[DOCUMENT EXTRACT — start]

Island Girl
I am not going to question it but I am still feeling okay. And nothing has changed. Everything I went crazy over on Saturday is still the same. None of it has gone anywhere. I don't want to delve too deeply into the whys because I am afraid that I am standing on a very tenuous plateau in this newfound okayness and not solid ground; definitely not solid ground.
I guess in trying to explain it I have to think about myself. I love change. I crave change. I hate feeling stagnant. I hate routine. Not only do I like change; I like changes that I don't make. I like surprises. I like when things don't go the way I thought they would. I like being thrown into situations. I like challenge. I like adventure. All of that makes my life interesting and fullfilling for me. All of that should have set the stage for this illness being all the more exciting and something I should be able to tackle with gusto.

[DOCUMENT EXTRACT — finish]

PROBLEMS TO WORK ON |
(a) In the Island Girl post, on which day did the writer go crazy over everything?
(b) Write a continuation of the Island Girl post, starting after its final sentence.
The rows have no connection to the Island Girl post.

[MATERIAL PROVIDED — start]

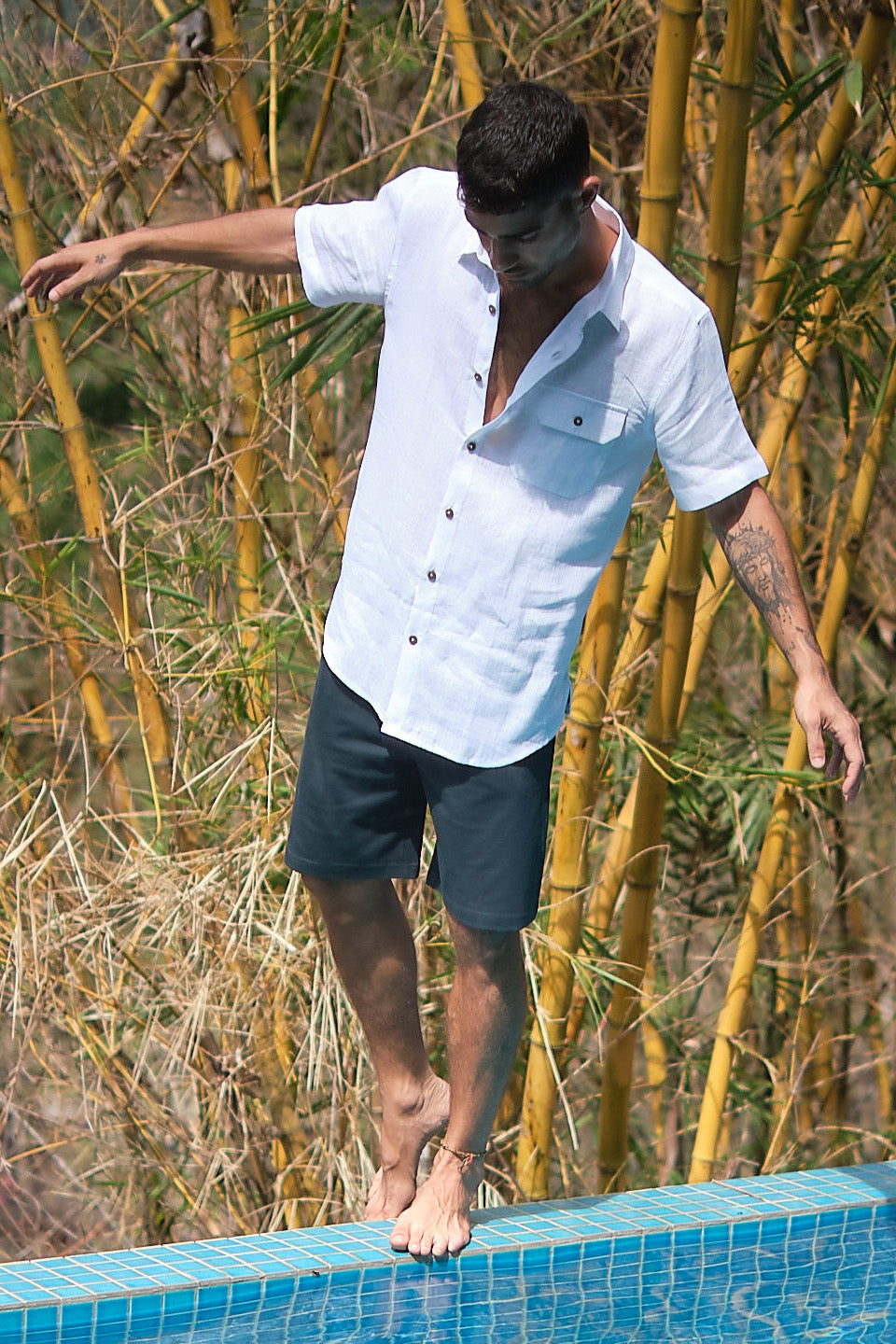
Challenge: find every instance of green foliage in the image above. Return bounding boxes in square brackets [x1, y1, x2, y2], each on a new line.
[0, 0, 896, 1256]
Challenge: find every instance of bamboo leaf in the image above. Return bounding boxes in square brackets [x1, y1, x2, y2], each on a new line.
[844, 58, 865, 117]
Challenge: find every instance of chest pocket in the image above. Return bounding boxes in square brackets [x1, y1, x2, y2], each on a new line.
[511, 387, 627, 498]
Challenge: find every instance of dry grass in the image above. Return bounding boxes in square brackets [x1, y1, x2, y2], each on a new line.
[0, 0, 896, 1258]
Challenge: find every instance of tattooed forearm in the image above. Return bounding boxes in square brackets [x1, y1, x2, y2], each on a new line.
[720, 522, 819, 654]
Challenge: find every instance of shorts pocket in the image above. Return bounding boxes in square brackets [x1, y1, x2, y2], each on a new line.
[511, 387, 627, 498]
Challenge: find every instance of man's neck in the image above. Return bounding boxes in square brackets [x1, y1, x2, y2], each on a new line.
[501, 205, 620, 309]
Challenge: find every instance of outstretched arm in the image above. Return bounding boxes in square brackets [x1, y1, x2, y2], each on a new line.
[21, 205, 299, 302]
[707, 483, 865, 801]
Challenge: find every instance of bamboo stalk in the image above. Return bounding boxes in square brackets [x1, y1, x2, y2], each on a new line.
[208, 0, 348, 544]
[444, 0, 485, 112]
[300, 0, 354, 187]
[517, 525, 630, 1198]
[62, 42, 184, 247]
[682, 122, 896, 717]
[597, 513, 704, 1191]
[689, 330, 896, 1182]
[597, 0, 759, 1189]
[0, 91, 179, 840]
[728, 0, 893, 400]
[638, 0, 701, 266]
[706, 4, 762, 349]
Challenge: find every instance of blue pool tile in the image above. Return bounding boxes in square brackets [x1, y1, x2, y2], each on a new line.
[24, 1307, 59, 1344]
[129, 1293, 162, 1335]
[97, 1297, 128, 1340]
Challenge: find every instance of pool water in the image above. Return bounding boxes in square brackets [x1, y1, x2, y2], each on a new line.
[154, 1209, 896, 1344]
[0, 1164, 896, 1344]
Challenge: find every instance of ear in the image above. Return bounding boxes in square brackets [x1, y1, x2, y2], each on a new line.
[578, 177, 600, 214]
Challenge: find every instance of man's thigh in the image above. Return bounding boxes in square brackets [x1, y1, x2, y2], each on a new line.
[287, 660, 426, 879]
[416, 742, 553, 931]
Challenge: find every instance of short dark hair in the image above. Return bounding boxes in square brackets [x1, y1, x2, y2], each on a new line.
[456, 80, 591, 215]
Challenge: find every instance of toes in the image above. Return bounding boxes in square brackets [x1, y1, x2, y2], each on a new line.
[389, 1218, 411, 1252]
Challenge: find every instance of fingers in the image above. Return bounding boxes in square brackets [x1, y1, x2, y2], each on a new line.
[21, 241, 121, 303]
[21, 253, 80, 302]
[806, 714, 865, 803]
[794, 681, 865, 803]
[841, 726, 865, 803]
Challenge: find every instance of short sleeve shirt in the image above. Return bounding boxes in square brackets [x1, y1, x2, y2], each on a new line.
[296, 168, 767, 766]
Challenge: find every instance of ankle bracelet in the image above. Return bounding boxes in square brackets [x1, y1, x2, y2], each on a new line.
[432, 1139, 486, 1172]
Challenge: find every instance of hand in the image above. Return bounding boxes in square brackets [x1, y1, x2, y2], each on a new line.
[794, 673, 865, 803]
[21, 238, 128, 303]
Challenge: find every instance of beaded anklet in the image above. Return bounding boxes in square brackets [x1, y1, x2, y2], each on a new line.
[432, 1139, 486, 1173]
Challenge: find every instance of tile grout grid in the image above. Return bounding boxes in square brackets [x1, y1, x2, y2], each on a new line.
[0, 1163, 896, 1344]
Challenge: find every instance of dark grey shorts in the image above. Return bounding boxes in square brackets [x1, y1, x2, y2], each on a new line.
[287, 660, 553, 931]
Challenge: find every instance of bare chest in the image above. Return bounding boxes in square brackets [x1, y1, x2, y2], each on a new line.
[485, 296, 572, 425]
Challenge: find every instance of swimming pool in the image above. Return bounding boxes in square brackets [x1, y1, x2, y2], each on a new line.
[0, 1164, 896, 1344]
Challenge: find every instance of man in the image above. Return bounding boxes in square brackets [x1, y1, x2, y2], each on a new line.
[24, 83, 863, 1255]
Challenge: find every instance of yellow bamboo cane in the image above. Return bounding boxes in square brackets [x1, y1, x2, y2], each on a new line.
[300, 0, 352, 187]
[706, 4, 762, 349]
[63, 42, 184, 247]
[638, 0, 700, 266]
[728, 0, 893, 400]
[689, 333, 896, 1182]
[682, 118, 896, 717]
[515, 0, 700, 1197]
[597, 0, 759, 1189]
[208, 0, 348, 544]
[444, 0, 485, 112]
[517, 525, 630, 1198]
[0, 98, 178, 839]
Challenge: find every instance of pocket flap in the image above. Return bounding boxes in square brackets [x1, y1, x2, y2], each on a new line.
[536, 387, 629, 443]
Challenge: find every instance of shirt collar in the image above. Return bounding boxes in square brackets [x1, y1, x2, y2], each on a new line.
[458, 196, 634, 332]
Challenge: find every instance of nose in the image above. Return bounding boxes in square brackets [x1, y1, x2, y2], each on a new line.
[487, 238, 519, 272]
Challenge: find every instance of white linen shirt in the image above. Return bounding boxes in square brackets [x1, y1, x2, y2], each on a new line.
[296, 168, 767, 766]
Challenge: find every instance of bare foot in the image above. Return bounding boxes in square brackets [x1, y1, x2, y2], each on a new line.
[389, 1149, 485, 1255]
[364, 1074, 450, 1219]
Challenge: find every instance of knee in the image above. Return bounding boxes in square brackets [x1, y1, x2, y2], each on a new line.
[300, 873, 395, 923]
[450, 919, 523, 977]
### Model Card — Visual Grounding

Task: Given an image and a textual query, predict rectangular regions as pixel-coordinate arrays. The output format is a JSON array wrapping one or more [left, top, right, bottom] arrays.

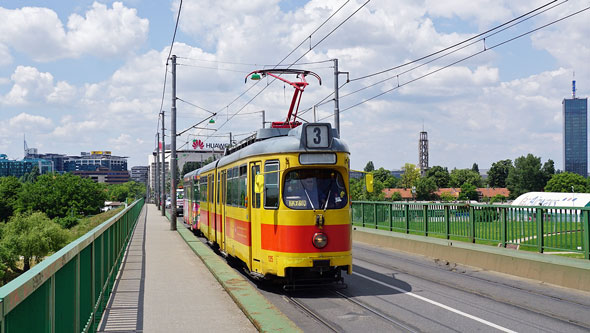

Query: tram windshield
[[283, 169, 348, 210]]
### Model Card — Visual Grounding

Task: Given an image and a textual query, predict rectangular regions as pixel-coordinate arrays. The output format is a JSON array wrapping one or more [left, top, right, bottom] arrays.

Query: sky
[[0, 0, 590, 170]]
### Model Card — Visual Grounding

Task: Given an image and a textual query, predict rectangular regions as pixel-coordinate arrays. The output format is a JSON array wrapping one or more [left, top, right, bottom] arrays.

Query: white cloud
[[0, 2, 149, 61], [0, 66, 76, 105], [8, 112, 53, 131]]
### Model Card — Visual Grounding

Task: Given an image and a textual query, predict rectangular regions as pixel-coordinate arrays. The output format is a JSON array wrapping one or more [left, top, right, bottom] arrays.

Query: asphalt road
[[252, 243, 590, 332]]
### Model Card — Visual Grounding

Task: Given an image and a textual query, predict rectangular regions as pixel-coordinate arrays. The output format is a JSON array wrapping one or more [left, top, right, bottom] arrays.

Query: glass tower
[[562, 95, 588, 177]]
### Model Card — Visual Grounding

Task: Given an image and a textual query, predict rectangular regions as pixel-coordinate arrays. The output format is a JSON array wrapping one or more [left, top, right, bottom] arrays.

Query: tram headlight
[[312, 232, 328, 249]]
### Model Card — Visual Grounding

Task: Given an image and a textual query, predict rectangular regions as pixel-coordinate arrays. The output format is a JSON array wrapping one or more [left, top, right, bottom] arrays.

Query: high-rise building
[[418, 129, 428, 176], [562, 81, 588, 177], [131, 165, 149, 185], [562, 81, 588, 177]]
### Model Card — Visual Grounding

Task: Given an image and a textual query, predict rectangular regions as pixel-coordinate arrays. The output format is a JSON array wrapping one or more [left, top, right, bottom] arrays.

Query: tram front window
[[283, 169, 348, 210]]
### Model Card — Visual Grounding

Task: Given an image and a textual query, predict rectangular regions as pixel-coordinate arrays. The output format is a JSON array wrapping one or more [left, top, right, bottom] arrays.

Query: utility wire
[[156, 0, 182, 135], [187, 0, 364, 141], [301, 0, 568, 115], [208, 0, 371, 139], [320, 6, 590, 120], [350, 0, 558, 82]]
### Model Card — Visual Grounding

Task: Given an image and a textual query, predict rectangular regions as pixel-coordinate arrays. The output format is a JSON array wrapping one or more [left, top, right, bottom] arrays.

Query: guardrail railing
[[351, 201, 590, 259], [0, 199, 144, 333]]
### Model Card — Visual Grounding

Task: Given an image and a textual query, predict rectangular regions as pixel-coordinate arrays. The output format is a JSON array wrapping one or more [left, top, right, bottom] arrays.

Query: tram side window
[[264, 161, 279, 208], [225, 169, 233, 205], [238, 164, 248, 207], [250, 165, 260, 208], [199, 176, 207, 202], [231, 167, 240, 206]]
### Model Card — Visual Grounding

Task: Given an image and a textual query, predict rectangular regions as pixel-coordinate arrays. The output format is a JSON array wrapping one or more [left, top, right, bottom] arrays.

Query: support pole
[[170, 55, 176, 230], [152, 132, 161, 210], [332, 59, 341, 137], [160, 111, 166, 216]]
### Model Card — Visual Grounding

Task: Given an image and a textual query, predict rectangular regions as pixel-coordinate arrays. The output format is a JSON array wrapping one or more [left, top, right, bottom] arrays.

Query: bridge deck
[[99, 204, 256, 332]]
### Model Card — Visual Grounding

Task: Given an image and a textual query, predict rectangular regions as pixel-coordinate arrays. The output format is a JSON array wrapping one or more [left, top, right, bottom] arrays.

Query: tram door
[[219, 170, 227, 253], [248, 162, 263, 272], [213, 172, 224, 249]]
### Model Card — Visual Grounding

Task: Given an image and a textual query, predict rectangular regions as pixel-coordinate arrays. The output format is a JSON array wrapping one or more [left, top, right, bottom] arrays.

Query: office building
[[131, 165, 149, 185], [562, 81, 588, 177]]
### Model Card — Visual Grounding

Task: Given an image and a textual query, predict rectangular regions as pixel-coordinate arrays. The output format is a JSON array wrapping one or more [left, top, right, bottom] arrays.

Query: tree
[[545, 172, 588, 193], [18, 173, 107, 219], [0, 176, 22, 221], [2, 212, 68, 272], [459, 183, 479, 200], [506, 154, 550, 198], [373, 168, 398, 188], [440, 192, 457, 202], [416, 177, 438, 200], [391, 192, 402, 201], [449, 169, 482, 187], [488, 160, 514, 187], [399, 163, 420, 188], [425, 165, 451, 188]]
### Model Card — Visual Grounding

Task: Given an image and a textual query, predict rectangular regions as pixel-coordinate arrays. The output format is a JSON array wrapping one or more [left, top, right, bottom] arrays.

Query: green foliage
[[490, 194, 508, 204], [440, 192, 457, 202], [53, 216, 78, 229], [449, 169, 483, 187], [545, 172, 588, 193], [181, 162, 201, 177], [391, 192, 402, 201], [488, 160, 514, 187], [458, 183, 478, 200], [373, 168, 398, 188], [2, 212, 68, 271], [0, 176, 22, 221], [425, 165, 451, 188], [416, 177, 438, 200], [107, 181, 145, 202], [18, 173, 106, 218], [399, 163, 420, 188], [506, 154, 553, 198], [350, 177, 385, 201]]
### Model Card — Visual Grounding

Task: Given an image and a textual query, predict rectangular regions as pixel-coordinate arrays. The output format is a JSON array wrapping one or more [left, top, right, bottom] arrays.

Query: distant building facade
[[562, 81, 588, 177], [0, 154, 53, 178], [131, 166, 149, 185]]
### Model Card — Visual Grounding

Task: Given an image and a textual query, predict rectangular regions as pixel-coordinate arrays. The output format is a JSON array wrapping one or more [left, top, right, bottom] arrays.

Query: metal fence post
[[389, 202, 393, 231], [422, 204, 428, 236], [535, 208, 545, 253], [361, 202, 365, 228], [373, 202, 379, 229], [445, 204, 451, 239], [582, 210, 590, 259], [469, 206, 475, 243], [500, 207, 508, 247], [405, 203, 410, 234]]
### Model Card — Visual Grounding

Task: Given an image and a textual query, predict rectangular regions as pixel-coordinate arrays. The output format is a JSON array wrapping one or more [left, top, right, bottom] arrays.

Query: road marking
[[352, 272, 516, 333]]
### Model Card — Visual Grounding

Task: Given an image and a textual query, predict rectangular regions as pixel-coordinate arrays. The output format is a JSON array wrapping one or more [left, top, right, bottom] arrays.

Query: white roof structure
[[512, 192, 590, 207]]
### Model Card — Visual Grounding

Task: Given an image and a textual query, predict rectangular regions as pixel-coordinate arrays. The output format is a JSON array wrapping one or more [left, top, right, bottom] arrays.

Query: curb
[[176, 221, 302, 332]]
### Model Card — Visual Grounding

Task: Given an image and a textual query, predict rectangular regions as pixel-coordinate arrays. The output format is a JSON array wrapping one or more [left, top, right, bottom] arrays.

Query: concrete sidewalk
[[99, 204, 256, 332]]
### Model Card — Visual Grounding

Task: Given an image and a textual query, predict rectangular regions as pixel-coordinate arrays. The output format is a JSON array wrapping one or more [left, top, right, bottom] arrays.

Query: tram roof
[[184, 126, 349, 178], [512, 192, 590, 207]]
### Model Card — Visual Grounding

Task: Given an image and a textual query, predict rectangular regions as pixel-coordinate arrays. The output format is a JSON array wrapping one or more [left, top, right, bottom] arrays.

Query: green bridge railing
[[0, 199, 144, 333], [351, 201, 590, 259]]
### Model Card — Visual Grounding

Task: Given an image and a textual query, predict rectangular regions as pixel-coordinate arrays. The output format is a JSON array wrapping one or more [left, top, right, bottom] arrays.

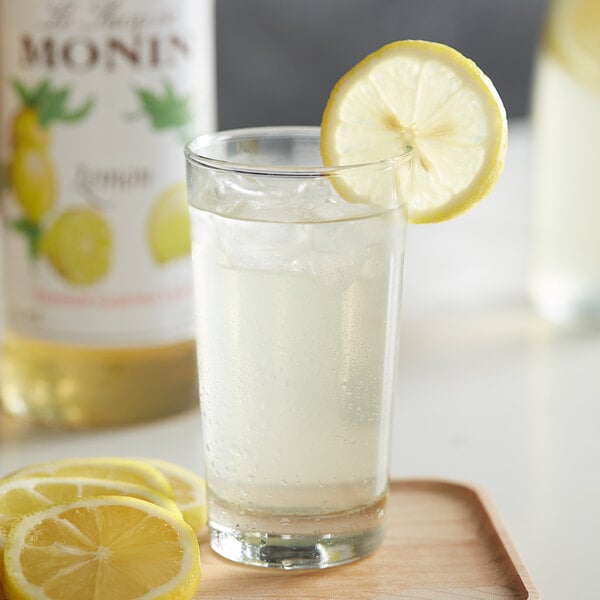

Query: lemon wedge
[[5, 456, 173, 498], [4, 496, 200, 600], [147, 459, 206, 533], [321, 40, 507, 223]]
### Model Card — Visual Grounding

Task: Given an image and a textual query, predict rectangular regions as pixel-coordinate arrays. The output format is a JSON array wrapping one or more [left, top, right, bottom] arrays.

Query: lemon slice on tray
[[321, 40, 507, 223], [0, 477, 181, 558], [5, 456, 173, 498], [147, 458, 207, 533], [4, 496, 200, 600]]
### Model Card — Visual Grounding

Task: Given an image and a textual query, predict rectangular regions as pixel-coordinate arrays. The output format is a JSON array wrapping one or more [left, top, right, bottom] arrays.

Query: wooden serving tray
[[194, 480, 540, 600]]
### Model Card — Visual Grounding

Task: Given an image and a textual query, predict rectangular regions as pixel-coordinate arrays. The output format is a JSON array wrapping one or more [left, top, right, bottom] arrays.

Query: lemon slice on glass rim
[[321, 40, 507, 223]]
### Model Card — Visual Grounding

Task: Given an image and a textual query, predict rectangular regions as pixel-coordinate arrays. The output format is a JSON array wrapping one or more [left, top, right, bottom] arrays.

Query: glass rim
[[184, 125, 413, 178]]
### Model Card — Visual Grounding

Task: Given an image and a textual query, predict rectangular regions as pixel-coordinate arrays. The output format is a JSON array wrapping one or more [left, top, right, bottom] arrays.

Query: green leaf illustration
[[135, 81, 192, 135], [12, 79, 94, 127], [11, 217, 43, 259]]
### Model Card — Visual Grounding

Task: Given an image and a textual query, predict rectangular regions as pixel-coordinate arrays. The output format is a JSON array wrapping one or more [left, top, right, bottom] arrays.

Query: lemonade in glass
[[186, 41, 506, 569]]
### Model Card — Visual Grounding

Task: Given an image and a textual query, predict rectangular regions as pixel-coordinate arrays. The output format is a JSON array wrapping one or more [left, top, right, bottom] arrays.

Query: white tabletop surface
[[0, 121, 600, 600]]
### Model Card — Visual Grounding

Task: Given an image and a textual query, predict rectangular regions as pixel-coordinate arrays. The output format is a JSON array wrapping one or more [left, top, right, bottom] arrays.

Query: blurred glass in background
[[531, 0, 600, 321]]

[MATERIAL PROVIDED — finish]

EXERCISE RESPONSES |
(a) Saturday

(b)
But here's the biggie; I like control. I am a control freak in a way where I like to be able to say when. I like to be able to say the jig is up and curl back into my cocoon. And in this situation, there has been no cocoon to curl into. It's been me out there blowing in the wind unable to see a finger in front of me, soaked to the skin, with no food and no idea when and if I am being rescued. I am Robinson Crusoe or Tom Hanks in Castaway. I need to make the island mine or the island will own me. And that is a slow process.
This experience has me utilising a new skillset; one that I never possessed. Me who likes to spread myself thin and is always late and always in a rush and always says yes and wants to fill her plate with everything now has to be in the moment and take things a little slower. Enjoy what I have right now. Be where I am right now. Don't be a control freak and need to know what's going to happen or orchestrate the future. Am I going to have kids with flippers? Am I going to be able to have children? Am I going to ever find someone who loves me enough to risk having kids with flippers or not at all. Because I don't know if I love me enough for that. Am I going to meet a guy who will be okay with all of my newfound 'special needs?' I don't even completely know what those needs are but I doubt watching someone you love take the amount of drugs I take is ever a big turn on.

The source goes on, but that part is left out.